begin Extracted information
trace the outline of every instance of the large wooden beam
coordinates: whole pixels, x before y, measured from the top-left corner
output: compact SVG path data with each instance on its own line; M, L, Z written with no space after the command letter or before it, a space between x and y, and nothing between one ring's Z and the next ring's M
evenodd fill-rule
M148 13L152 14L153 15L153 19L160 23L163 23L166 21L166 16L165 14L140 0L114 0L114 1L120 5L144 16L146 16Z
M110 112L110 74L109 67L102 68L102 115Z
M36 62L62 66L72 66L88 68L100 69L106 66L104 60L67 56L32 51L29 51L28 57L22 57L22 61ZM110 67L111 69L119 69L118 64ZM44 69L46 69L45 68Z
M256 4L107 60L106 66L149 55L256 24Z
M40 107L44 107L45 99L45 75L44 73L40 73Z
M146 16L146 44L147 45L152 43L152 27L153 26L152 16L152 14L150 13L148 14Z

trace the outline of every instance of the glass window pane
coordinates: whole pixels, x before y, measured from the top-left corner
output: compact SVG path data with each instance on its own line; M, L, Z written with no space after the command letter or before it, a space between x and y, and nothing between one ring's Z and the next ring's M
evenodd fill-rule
end Extracted information
Goal of the exercise:
From the line with "trace the outline of every instance of the glass" through the end of the records, reproduce the lines with "top-left corner" replaced by "upper-left corner" and everything else left as it is.

Result for this task:
trace the outline of every instance of the glass window pane
coordinates: whole pixels, x before y, measured from the upper-left corner
output: compact SVG path data with each instance on its own line; M, L, Z written with no space after the command letter or before it, a space between x and y, and nothing between one ring's Z and the next ring's M
evenodd fill-rule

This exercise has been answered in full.